◆ EXTRAIT CHOISI:
○ ○ ○ ○

Commentaire de C. trav. Liège (div. Liège), 9 août 2016, R.G. 2015/AL/608
Mis en ligne le vendredi 30 décembre 2016
Cour du travail de Liège, division Liège, 9 août 2016, R.G. 2015/AL/608
Terra Laboris
Dans un arrêt du 9 août 2016, rendu en matière de revenu d’intégration sociale, la Cour du travail de Liège (division Liège) rappelle le contenu de l’obligation de motivation formelle d’une décision administrative ainsi que l’étendue du contrôle judiciaire.
Les faits
Madame A. bénéficie du revenu d’intégration sociale. Elle fait l’objet, en janvier 2015, d’une sanction, étant une suspension de la prestation pendant une durée de 3 mois. Pour le C.P.A.S., il ressort d’un rapport de l’Auditorat du travail qu’elle aurait eu une activité en août 2014, consistant en la vente de métaux, activité qu’elle n’aurait pas déclarée.
Dans l’instruction du dossier, il apparaît que ceci est inexact, l’activité en cause ayant bien été exercée, mais antérieurement à l’octroi du revenu d’intégration.

○ ○ ○ ○

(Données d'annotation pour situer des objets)
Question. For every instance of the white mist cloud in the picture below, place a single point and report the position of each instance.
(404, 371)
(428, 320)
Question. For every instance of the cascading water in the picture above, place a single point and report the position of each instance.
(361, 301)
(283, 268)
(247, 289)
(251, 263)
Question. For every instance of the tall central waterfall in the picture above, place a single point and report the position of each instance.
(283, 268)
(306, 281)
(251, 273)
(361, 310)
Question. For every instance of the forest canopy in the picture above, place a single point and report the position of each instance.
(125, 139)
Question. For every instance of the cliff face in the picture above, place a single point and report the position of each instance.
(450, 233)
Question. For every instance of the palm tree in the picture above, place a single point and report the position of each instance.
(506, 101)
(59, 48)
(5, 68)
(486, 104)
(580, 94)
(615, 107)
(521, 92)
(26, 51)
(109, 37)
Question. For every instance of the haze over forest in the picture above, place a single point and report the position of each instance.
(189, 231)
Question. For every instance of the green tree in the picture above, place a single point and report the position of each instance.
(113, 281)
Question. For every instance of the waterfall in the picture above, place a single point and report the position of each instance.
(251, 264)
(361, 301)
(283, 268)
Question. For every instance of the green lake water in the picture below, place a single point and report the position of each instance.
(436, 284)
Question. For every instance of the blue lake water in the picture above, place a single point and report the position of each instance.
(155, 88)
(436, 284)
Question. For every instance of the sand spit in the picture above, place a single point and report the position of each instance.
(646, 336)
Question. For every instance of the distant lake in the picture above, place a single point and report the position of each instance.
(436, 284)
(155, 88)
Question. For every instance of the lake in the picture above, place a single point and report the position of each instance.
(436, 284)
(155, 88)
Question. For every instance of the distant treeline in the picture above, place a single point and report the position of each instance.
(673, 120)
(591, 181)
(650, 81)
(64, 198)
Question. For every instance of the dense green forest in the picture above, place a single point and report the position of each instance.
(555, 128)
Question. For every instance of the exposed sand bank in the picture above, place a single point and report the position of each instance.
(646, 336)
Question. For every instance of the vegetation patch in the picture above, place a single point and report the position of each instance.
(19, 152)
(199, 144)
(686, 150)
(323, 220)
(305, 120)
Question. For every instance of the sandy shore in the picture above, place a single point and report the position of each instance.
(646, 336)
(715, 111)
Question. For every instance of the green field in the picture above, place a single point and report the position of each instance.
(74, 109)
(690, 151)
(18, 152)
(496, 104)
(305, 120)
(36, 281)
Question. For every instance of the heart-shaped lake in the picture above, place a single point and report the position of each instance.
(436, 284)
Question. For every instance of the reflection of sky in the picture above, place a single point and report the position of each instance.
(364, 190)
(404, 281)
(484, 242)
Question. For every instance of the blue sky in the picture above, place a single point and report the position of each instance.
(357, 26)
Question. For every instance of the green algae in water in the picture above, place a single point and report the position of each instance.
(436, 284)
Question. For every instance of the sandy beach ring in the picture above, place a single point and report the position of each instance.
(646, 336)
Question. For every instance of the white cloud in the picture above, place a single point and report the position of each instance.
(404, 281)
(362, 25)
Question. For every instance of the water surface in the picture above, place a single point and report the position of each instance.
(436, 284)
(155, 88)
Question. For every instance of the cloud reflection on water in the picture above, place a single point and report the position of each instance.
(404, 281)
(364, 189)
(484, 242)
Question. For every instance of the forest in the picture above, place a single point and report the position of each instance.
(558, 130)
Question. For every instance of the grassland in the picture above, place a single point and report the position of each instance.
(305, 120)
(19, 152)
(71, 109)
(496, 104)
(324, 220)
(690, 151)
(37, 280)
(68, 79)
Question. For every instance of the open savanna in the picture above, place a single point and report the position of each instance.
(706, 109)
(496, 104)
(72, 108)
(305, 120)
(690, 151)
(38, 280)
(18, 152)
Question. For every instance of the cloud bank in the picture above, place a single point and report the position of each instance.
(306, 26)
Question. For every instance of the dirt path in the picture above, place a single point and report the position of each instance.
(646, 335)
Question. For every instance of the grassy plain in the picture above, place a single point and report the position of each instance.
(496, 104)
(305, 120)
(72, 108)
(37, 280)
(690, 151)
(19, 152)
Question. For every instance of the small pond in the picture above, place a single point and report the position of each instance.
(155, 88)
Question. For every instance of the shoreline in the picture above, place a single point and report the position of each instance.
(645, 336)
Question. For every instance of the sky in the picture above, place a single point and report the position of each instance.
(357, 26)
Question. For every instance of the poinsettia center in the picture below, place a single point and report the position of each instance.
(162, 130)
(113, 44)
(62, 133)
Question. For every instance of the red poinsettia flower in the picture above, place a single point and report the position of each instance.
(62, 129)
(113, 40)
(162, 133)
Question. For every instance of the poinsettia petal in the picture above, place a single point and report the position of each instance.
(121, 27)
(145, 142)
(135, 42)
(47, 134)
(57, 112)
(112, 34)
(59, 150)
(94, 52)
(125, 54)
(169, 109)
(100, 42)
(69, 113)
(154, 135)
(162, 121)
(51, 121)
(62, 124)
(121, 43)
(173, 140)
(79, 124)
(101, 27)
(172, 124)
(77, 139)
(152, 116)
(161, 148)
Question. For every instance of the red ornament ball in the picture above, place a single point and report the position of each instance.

○ ○ ○ ○

Prolongez le commentaire sur l'arrêt de la Cour du travail de Liège en reprenant juste après sa dernière phrase.

◆ RÉPONSE RÉDIGÉE:
Pour le premier juge, qui a été saisi de cette question de période, il y avait dans la décision un défaut de motivation formelle. Il a conclu à l’annulation. Il s’est cependant considéré compétent pour se substituer au C.P.A.S. pour apprécier s’il fallait infliger la suspension.
Se fondant sur d’autres éléments, étant que le rapport d’enquête sociale avait relevé une cohabitation avec son ex-époux (cohabitation non déclarée), il avait été conclu à ce qu’elle bénéficiait de ressources eu égard à l’activité de ce dernier. Vu le problème d’omission de déclaration des ressources, le premier juge avait maintenu la sanction, sur la base de l’article 30, § 1er, alinéa 1er, de la loi du 26 mai 2002.
L’intéressée a interjeté appel.
Avis de Madame l’Avocat général
Le Ministère public est d’avis que la cour doit accueillir l’appel, dans la mesure où, une fois épuisé le pouvoir de juridiction du tribunal vu l’annulation prononcée, celui-ci ne peut infliger une nouvelle sanction.
La décision de la cour
La cour reprend le texte de la loi du 26 mai 2002, sur la sanction en cause : si l’intéressé omet de déclarer des ressources dont il connaît l’existence ou en cas de déclarations inexactes ou incomplètes ayant une incidence sur l’octroi de la prestation, celle-ci peut (la cour souligne) être suspendue partiellement ou totalement pendant 6 mois (maximum) ou, en cas d’intention frauduleuse, de 12 mois (maximum).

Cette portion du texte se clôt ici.